■ Aim:
Update the listing below by changing every "Follow this form exactly" to "Match this format precisely" and keeping everything else the same. Omit the pictures from your answer.

■ Location identification items:
— Begin —

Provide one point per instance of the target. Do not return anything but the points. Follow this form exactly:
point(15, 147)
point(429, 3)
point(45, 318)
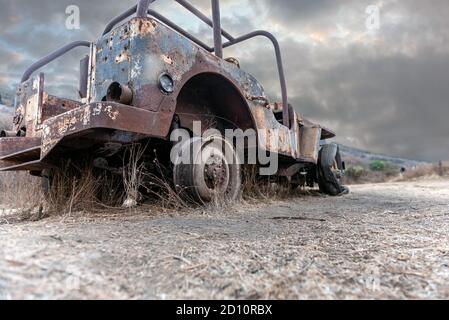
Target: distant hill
point(355, 156)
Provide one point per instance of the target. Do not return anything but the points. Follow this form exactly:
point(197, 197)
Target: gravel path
point(381, 241)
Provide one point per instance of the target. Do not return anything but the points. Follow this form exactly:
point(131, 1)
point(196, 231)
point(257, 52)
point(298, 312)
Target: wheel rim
point(214, 173)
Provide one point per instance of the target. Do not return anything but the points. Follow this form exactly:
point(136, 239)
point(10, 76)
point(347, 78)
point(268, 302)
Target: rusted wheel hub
point(213, 173)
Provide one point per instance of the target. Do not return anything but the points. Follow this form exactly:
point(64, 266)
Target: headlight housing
point(166, 83)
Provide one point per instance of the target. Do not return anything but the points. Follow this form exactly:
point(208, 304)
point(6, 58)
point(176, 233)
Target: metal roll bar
point(141, 9)
point(277, 49)
point(52, 56)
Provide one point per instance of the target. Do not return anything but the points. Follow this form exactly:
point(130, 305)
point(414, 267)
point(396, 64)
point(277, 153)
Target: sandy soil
point(381, 241)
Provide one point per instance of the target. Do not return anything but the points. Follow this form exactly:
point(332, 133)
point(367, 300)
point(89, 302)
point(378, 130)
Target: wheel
point(329, 171)
point(206, 169)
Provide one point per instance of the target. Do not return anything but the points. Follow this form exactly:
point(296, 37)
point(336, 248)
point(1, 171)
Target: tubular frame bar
point(277, 48)
point(203, 17)
point(51, 57)
point(218, 42)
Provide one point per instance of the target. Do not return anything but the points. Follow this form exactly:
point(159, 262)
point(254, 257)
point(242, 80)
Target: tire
point(328, 179)
point(212, 171)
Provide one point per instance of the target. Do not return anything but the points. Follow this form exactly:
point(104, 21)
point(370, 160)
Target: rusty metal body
point(135, 55)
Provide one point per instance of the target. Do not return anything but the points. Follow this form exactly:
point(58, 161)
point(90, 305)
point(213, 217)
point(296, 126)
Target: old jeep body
point(131, 59)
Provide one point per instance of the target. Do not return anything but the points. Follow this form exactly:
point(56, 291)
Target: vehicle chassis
point(133, 57)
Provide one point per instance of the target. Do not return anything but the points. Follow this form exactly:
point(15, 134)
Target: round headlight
point(166, 83)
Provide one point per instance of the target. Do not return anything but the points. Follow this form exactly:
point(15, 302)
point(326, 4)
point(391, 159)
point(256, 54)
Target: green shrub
point(377, 165)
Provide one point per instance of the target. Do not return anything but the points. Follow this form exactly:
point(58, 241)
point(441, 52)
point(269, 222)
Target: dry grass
point(21, 194)
point(78, 187)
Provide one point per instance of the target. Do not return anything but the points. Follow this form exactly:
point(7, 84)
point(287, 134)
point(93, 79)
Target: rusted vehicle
point(146, 77)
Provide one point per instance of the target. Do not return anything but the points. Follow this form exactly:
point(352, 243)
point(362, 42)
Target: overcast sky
point(381, 87)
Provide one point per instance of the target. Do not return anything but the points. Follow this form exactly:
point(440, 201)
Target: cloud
point(384, 90)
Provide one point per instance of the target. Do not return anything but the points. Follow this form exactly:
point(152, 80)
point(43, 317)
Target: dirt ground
point(380, 242)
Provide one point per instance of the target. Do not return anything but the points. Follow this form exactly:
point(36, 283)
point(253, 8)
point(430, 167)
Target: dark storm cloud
point(386, 91)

— End —

■ Final result:
Provide one point per instance of the target. Do not return anything but the points. Match this format precisely:
point(15, 147)
point(429, 3)
point(45, 318)
Target: distant hill
point(355, 156)
Provide one point per instance of the target. Do not return anything but the points. Match this format precisely:
point(197, 197)
Target: gravel path
point(381, 241)
Provide one point per instance of the target. Do not return anything but the points. Match this format precisely:
point(131, 1)
point(196, 231)
point(257, 52)
point(298, 312)
Target: wheel rim
point(214, 173)
Provide one point per instance of the target. Do not return anything but the points. Match this format precisely:
point(136, 239)
point(10, 76)
point(347, 78)
point(268, 302)
Target: rusted wheel hub
point(213, 173)
Provide one point per instance of the target. Do not return anything but the points. Match this format precisely:
point(64, 266)
Target: headlight housing
point(166, 83)
Provide one point per instance of the target. Do not return anything but the points. Match this format precisely:
point(208, 304)
point(6, 58)
point(176, 233)
Target: metal roll bar
point(141, 9)
point(277, 49)
point(52, 56)
Provide one point per instance of the target. Do not return anything but the points. Match this format precisely:
point(130, 305)
point(414, 267)
point(396, 64)
point(277, 153)
Target: sandy soil
point(381, 241)
Provide one point per instance of the target. Do not return anything but the points. Match this format precisely:
point(332, 133)
point(367, 300)
point(89, 302)
point(378, 130)
Target: wheel
point(329, 171)
point(206, 169)
Provide one point per instance of the target. Do not return anything but the points. Match this format precisely:
point(296, 37)
point(336, 248)
point(1, 171)
Target: tubular frame bar
point(277, 48)
point(203, 17)
point(51, 57)
point(218, 42)
Provide one point per instance of the target. Do not return anything but the points. Match this format precisely:
point(159, 262)
point(254, 257)
point(242, 80)
Target: tire
point(328, 179)
point(212, 171)
Provide one point per instance of the target. Do not return anything but the points. Match this format precisely:
point(104, 21)
point(370, 160)
Target: rusty metal body
point(135, 55)
Provide one point per instance of the target. Do not return anything but the points. Match this format precisely:
point(58, 161)
point(90, 305)
point(213, 217)
point(296, 126)
Target: old jeep body
point(131, 59)
Provide one point per instance of the target. Do not return anything but the points. Match this format precisely:
point(56, 291)
Target: vehicle chassis
point(133, 57)
Provide one point per instance of the target. Do not return anything but the points. Match this format precisely:
point(15, 134)
Target: round headlight
point(166, 83)
Provide one point per instance of the target. Do not return anything but the points. Match this format precisely:
point(15, 302)
point(326, 4)
point(391, 159)
point(256, 54)
Target: green shrub
point(377, 165)
Provide one point per instance of the target. Do not return anything but the points. Match this format precisely:
point(58, 241)
point(441, 52)
point(269, 222)
Target: dry grass
point(21, 194)
point(78, 187)
Provide one point per instance of the target. Do not return anything but the points. Match this format precisely:
point(7, 84)
point(287, 134)
point(93, 79)
Target: rusted vehicle
point(146, 77)
Provide one point per instance of the target. Do not return anything but the points. Match this format precisely:
point(352, 243)
point(362, 42)
Target: overcast sky
point(381, 87)
Provide one point per instance of the target. Do not return anything but the points. Match this format precisely:
point(440, 201)
Target: cloud
point(384, 90)
Provide one point per instance of the target. Do not return anything but the points. Match this format precisely:
point(152, 80)
point(43, 317)
Target: dirt ground
point(380, 242)
Provide one point per instance of the target. Do not return anything but the points. Match this format precisely:
point(36, 283)
point(253, 8)
point(430, 167)
Target: dark storm cloud
point(386, 91)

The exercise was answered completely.